PAGINA:
------------------------------------------------------------------------

Lei che ha grande capacità di sintesi, ritiene che questa sia un'immagine non corrispondente alla realtà o che abbia un fondamento di verità?
SANDRO CURZI. Presidente, io penso che abbia un fondamento di verità. Io non ero più nella RAI ed ero uscito proprio per una situazione che consideravo un po' da «azzeccagarbugli», con un consiglio di amministrazione subentrato che non conosceva bene le storie e le vicende della RAI, era molto lontano dalla vita dell'azienda, tant'è vero che molti di loro dicevano addirittura di preferire la musica classica. Io ricordo di aver osservato più volte «Allora, perché fate i consiglieri d'amministrazione della RAI?», perché oltre alla musica classica bisogna fare altre cose di notevole importanza. C'era una sottovalutazione notevole dell'informazione, mi sembrava un consiglio d'amministrazione più attento a certi aspetti esteriori e meno all'informazione, tant'è vero che fu il momento del cambiamento dei tre direttori dei telegiornali: Vespa andò via dal TG1, io dal TG3 e Volpe dal TG2, perché si diceva che l'informazione doveva essere più dolce, più soft; le punte estreme come quella del TG3 o del TG1 non andavano troppo bene per il nuovo corso.
Non seguii bene tutte le vicende ma quella di Ilaria e Hrovatin che erano amici personali mi colpì molto.
PRESIDENTE. Ma questa spaccatura era vera, secondo lei?
SANDRO CURZI. C'era un certo atteggiamento nei confronti dell'informazione. Secondo me, per esempio, il viaggio di Ilaria Alpi non fu visto bene dalla dirigenza, fu un po' forzato.
PRESIDENTE. Perché non fu visto bene? Si sapeva di che cosa di trattava?
SANDRO CURZI. Si trattava sempre di creare problemi nuovi. Si sapeva che le truppe si stavano ritirando dalla Somalia e lei mi parlò, qualche giorno prima di partire, dell'interesse che aveva.
PRESIDENTE. Che interesse aveva Ilaria Alpi?
SANDRO CURZI. Ilaria Alpi non era una cronista qualsiasi; il suo interesse non era soltanto quello di andare a vedere il ritiro delle truppe e quello che accadeva.
PRESIDENTE. Forse era l'ultimo dei suoi pensieri.
SANDRO CURZI. Assolutamente l'ultimo dei suoi pensieri. Per questo mi telefonò prima e mi disse «Sono riuscita ad ottenere di tornare un'altra volta.» La scusa era il ritiro delle truppe.
PRESIDENTE. L'altra volta che cosa aveva accertato?

------------------------------------------------------------------------

RECORD ARCHIVIATI:
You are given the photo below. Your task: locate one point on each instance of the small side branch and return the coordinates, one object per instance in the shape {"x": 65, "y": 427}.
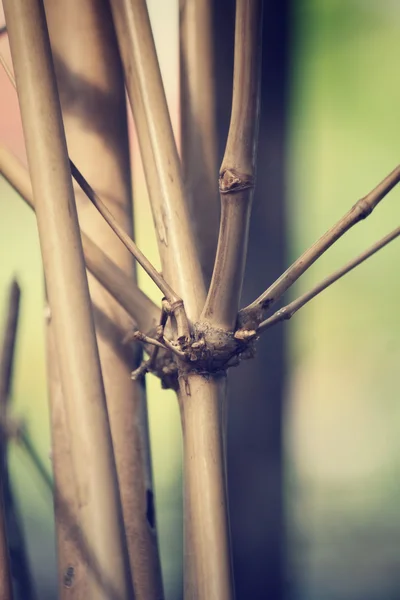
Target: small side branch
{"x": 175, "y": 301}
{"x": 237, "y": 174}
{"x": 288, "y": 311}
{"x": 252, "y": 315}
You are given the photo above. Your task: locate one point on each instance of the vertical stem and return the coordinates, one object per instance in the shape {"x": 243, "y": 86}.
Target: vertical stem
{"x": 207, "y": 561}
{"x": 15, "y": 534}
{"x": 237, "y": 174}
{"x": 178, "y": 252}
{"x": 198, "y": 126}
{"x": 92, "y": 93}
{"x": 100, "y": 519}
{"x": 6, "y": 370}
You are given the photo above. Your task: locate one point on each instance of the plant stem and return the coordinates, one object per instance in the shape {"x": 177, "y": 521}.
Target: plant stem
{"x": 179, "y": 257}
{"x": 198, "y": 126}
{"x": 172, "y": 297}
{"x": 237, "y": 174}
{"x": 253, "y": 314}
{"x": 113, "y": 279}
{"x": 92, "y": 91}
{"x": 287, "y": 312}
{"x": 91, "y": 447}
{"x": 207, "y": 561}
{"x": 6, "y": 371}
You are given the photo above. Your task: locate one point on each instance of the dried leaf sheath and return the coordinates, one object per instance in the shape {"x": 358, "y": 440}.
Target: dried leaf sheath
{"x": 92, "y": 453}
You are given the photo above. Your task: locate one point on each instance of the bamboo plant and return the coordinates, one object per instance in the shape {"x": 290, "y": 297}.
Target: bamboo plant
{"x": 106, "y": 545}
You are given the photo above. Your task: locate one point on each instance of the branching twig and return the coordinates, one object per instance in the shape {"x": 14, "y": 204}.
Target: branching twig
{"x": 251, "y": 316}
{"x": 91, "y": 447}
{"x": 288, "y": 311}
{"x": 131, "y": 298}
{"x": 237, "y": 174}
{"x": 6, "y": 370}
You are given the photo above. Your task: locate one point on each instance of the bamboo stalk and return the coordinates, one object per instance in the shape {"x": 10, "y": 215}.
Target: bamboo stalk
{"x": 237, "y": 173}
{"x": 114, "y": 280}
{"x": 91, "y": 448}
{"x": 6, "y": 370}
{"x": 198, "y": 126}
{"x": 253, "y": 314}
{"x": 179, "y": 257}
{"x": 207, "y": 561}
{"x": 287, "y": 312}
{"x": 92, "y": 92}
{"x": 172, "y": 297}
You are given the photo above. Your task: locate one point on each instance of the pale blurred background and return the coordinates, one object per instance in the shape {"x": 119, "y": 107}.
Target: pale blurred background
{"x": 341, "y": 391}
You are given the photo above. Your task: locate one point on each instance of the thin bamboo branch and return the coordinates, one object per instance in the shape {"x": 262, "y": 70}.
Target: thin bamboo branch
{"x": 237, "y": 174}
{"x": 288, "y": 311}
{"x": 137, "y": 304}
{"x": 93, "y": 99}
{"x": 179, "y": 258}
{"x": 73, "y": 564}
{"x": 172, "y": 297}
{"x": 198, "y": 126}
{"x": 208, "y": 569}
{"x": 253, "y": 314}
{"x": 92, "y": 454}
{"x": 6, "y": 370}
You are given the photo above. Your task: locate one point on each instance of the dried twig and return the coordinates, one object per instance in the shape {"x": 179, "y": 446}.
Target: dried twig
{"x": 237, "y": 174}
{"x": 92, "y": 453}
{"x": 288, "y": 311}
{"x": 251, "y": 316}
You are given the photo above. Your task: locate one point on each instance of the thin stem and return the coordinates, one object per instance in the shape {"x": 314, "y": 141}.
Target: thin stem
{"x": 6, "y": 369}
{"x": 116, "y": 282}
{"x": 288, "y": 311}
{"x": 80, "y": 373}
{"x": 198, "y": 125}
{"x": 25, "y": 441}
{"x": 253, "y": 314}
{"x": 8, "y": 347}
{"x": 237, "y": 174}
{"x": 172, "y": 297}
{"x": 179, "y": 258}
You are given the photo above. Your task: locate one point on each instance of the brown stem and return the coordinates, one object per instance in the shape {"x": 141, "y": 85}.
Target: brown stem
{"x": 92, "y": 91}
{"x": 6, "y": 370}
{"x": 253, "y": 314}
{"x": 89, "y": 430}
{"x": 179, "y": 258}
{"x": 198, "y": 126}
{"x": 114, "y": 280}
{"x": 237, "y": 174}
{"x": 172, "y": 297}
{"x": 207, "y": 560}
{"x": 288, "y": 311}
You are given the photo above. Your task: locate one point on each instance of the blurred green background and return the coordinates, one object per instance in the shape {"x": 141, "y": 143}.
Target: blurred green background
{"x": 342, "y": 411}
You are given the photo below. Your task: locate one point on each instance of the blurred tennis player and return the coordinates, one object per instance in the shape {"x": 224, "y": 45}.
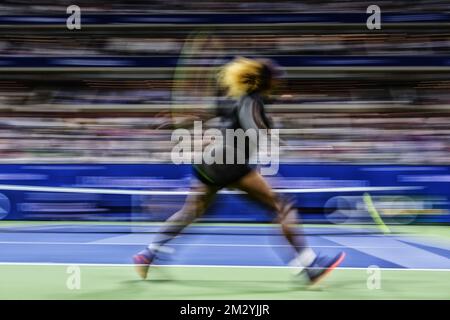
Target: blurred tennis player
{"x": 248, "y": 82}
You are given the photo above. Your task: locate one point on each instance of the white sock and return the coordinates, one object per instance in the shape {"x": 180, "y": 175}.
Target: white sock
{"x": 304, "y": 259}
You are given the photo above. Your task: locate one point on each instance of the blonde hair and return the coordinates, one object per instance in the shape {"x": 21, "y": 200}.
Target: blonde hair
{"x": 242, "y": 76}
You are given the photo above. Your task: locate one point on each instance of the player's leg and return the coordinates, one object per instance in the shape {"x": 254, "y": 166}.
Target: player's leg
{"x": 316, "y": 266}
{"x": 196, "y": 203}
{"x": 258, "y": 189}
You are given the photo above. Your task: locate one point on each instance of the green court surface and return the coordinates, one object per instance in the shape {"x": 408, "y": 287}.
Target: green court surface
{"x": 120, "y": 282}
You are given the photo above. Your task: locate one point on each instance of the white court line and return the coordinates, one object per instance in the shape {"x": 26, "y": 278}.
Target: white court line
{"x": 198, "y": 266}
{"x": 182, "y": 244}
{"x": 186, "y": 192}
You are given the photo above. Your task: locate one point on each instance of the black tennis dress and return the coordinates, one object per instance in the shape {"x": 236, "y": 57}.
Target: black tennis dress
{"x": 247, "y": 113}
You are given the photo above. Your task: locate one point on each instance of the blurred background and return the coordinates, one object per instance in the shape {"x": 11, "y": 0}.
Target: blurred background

------------------------------------------------------------------------

SERIE DI ESERCIZI:
A. Secondo quanto afferma Sandro Curzi nella pagina, da quale telegiornale andò via Vespa?
B. Trascrivi senza modifiche il passo della pagina che comincia con "PRESIDENTE. Ma questa" e finisce con "quello che accadeva.".

RISPOSTE SCRITTE:
A. Dal TG1.

B.
PRESIDENTE. Ma questa spaccatura era vera, secondo lei?
SANDRO CURZI. C'era un certo atteggiamento nei confronti dell'informazione. Secondo me, per esempio, il viaggio di Ilaria Alpi non fu visto bene dalla dirigenza, fu un po' forzato.
PRESIDENTE. Perché non fu visto bene? Si sapeva di che cosa di trattava?
SANDRO CURZI. Si trattava sempre di creare problemi nuovi. Si sapeva che le truppe si stavano ritirando dalla Somalia e lei mi parlò, qualche giorno prima di partire, dell'interesse che aveva.
PRESIDENTE. Che interesse aveva Ilaria Alpi?
SANDRO CURZI. Ilaria Alpi non era una cronista qualsiasi; il suo interesse non era soltanto quello di andare a vedere il ritiro delle truppe e quello che accadeva.